What is needed
Every line of the material must be written out again unchanged.

Extracted entries

****

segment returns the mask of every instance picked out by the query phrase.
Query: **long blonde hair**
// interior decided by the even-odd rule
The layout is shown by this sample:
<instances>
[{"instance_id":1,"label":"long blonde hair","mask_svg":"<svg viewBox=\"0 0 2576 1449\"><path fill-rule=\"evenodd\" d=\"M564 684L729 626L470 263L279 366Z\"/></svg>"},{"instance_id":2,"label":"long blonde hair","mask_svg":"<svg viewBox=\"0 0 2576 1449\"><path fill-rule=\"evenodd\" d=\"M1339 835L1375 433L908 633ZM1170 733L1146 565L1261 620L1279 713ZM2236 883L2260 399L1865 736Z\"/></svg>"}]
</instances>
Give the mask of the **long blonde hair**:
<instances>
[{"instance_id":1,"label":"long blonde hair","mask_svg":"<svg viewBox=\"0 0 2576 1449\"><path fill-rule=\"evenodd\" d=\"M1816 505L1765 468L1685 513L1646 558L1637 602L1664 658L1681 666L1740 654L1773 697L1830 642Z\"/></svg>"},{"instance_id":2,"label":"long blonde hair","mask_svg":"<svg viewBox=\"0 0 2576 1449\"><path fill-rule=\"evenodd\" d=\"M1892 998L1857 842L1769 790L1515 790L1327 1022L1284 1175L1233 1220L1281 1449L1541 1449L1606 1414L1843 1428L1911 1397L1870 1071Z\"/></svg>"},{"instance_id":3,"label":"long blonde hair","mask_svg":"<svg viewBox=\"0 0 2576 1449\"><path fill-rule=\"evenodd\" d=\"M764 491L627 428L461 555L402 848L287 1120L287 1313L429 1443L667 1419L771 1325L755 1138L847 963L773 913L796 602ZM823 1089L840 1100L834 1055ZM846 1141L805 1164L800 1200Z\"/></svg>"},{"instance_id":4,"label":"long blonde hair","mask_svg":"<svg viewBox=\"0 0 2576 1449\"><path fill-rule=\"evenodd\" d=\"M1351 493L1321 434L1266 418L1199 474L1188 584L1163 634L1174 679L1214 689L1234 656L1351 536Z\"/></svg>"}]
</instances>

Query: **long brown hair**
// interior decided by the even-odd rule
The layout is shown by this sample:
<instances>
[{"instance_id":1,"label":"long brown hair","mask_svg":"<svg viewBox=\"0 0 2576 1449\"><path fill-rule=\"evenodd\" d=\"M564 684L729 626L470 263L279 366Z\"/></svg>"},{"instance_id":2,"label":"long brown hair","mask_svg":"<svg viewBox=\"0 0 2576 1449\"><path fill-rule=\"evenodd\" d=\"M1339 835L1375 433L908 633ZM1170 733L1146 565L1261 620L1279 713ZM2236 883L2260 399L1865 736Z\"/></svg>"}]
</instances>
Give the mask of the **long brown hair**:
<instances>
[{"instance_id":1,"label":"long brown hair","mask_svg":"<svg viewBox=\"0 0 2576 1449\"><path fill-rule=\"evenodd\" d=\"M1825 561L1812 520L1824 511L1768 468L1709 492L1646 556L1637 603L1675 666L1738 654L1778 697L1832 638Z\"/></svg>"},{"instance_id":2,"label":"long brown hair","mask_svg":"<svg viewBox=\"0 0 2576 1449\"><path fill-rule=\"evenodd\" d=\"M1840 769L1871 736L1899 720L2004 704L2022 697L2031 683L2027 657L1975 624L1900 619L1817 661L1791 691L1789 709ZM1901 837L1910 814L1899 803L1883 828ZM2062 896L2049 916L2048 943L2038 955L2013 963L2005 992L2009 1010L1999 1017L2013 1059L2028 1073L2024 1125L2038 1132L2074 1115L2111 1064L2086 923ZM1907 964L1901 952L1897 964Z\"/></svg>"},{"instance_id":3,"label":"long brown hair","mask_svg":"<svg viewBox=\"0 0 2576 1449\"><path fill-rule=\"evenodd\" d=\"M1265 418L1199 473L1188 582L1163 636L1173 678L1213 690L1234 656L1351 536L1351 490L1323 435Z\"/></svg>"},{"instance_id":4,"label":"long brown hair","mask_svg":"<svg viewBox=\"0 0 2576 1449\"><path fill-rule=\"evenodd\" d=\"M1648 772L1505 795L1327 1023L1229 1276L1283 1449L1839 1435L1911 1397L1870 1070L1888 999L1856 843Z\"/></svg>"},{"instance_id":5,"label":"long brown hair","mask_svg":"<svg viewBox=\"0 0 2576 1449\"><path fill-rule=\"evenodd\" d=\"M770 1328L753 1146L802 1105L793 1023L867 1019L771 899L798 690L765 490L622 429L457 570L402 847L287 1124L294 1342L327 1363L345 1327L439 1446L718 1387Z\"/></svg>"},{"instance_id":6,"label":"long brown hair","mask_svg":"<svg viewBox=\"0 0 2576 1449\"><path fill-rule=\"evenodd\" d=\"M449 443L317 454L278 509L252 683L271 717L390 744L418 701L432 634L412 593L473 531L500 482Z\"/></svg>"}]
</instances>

****

Solution
segment returns the mask of every instance picked out by the query phrase.
Query: **long blonde hair**
// interior decided by the even-odd rule
The layout is shown by this sample:
<instances>
[{"instance_id":1,"label":"long blonde hair","mask_svg":"<svg viewBox=\"0 0 2576 1449\"><path fill-rule=\"evenodd\" d=\"M564 684L729 626L470 263L279 366Z\"/></svg>"},{"instance_id":2,"label":"long blonde hair","mask_svg":"<svg viewBox=\"0 0 2576 1449\"><path fill-rule=\"evenodd\" d=\"M1339 835L1375 433L908 633ZM1170 733L1146 565L1261 620L1279 713ZM2236 883L2260 399L1865 736Z\"/></svg>"}]
</instances>
Give the mask of the **long blonde hair**:
<instances>
[{"instance_id":1,"label":"long blonde hair","mask_svg":"<svg viewBox=\"0 0 2576 1449\"><path fill-rule=\"evenodd\" d=\"M1816 505L1765 468L1685 513L1646 558L1637 602L1664 658L1681 666L1740 654L1773 697L1830 642Z\"/></svg>"},{"instance_id":2,"label":"long blonde hair","mask_svg":"<svg viewBox=\"0 0 2576 1449\"><path fill-rule=\"evenodd\" d=\"M1892 998L1857 842L1769 790L1515 790L1327 1022L1284 1175L1233 1220L1281 1449L1541 1449L1606 1414L1843 1428L1911 1397L1870 1071Z\"/></svg>"},{"instance_id":3,"label":"long blonde hair","mask_svg":"<svg viewBox=\"0 0 2576 1449\"><path fill-rule=\"evenodd\" d=\"M764 491L627 428L461 555L402 848L287 1120L287 1313L429 1443L667 1419L771 1325L755 1138L847 963L773 913L796 602ZM823 1089L840 1100L834 1055ZM846 1141L805 1164L800 1200Z\"/></svg>"},{"instance_id":4,"label":"long blonde hair","mask_svg":"<svg viewBox=\"0 0 2576 1449\"><path fill-rule=\"evenodd\" d=\"M1351 493L1321 434L1266 418L1199 474L1188 584L1163 634L1174 679L1214 689L1234 656L1351 536Z\"/></svg>"}]
</instances>

Query: **long brown hair**
// interior decided by the even-odd rule
The layout is shown by this sample:
<instances>
[{"instance_id":1,"label":"long brown hair","mask_svg":"<svg viewBox=\"0 0 2576 1449\"><path fill-rule=\"evenodd\" d=\"M564 684L729 626L470 263L279 366Z\"/></svg>"},{"instance_id":2,"label":"long brown hair","mask_svg":"<svg viewBox=\"0 0 2576 1449\"><path fill-rule=\"evenodd\" d=\"M1339 835L1375 433L908 633ZM1170 733L1146 565L1261 620L1279 713ZM2236 883L2260 399L1865 736Z\"/></svg>"}]
</instances>
Give the mask of the **long brown hair**:
<instances>
[{"instance_id":1,"label":"long brown hair","mask_svg":"<svg viewBox=\"0 0 2576 1449\"><path fill-rule=\"evenodd\" d=\"M1825 561L1812 520L1824 511L1768 468L1709 492L1646 556L1637 603L1675 666L1738 654L1778 697L1832 638Z\"/></svg>"},{"instance_id":2,"label":"long brown hair","mask_svg":"<svg viewBox=\"0 0 2576 1449\"><path fill-rule=\"evenodd\" d=\"M1840 769L1871 736L1899 720L2004 704L2022 697L2031 683L2027 657L1975 624L1900 619L1817 661L1791 691L1789 709ZM1901 837L1910 814L1899 803L1883 828ZM2062 896L2049 916L2048 943L2038 955L2013 963L2005 992L2009 1010L1999 1017L2013 1059L2028 1073L2024 1125L2038 1132L2074 1115L2111 1064L2086 923ZM1907 964L1901 952L1897 964Z\"/></svg>"},{"instance_id":3,"label":"long brown hair","mask_svg":"<svg viewBox=\"0 0 2576 1449\"><path fill-rule=\"evenodd\" d=\"M1265 418L1199 473L1188 582L1163 636L1173 678L1213 690L1234 656L1351 536L1351 490L1323 435Z\"/></svg>"},{"instance_id":4,"label":"long brown hair","mask_svg":"<svg viewBox=\"0 0 2576 1449\"><path fill-rule=\"evenodd\" d=\"M1648 772L1505 795L1327 1023L1229 1276L1283 1449L1839 1435L1911 1397L1870 1070L1888 999L1856 843Z\"/></svg>"},{"instance_id":5,"label":"long brown hair","mask_svg":"<svg viewBox=\"0 0 2576 1449\"><path fill-rule=\"evenodd\" d=\"M770 1328L753 1146L802 1105L793 1023L867 1019L771 899L798 690L765 490L622 429L457 570L402 847L287 1124L294 1342L327 1363L345 1327L439 1446L718 1387Z\"/></svg>"},{"instance_id":6,"label":"long brown hair","mask_svg":"<svg viewBox=\"0 0 2576 1449\"><path fill-rule=\"evenodd\" d=\"M449 443L317 454L278 509L252 683L271 717L390 744L418 701L432 634L412 593L473 531L500 482Z\"/></svg>"}]
</instances>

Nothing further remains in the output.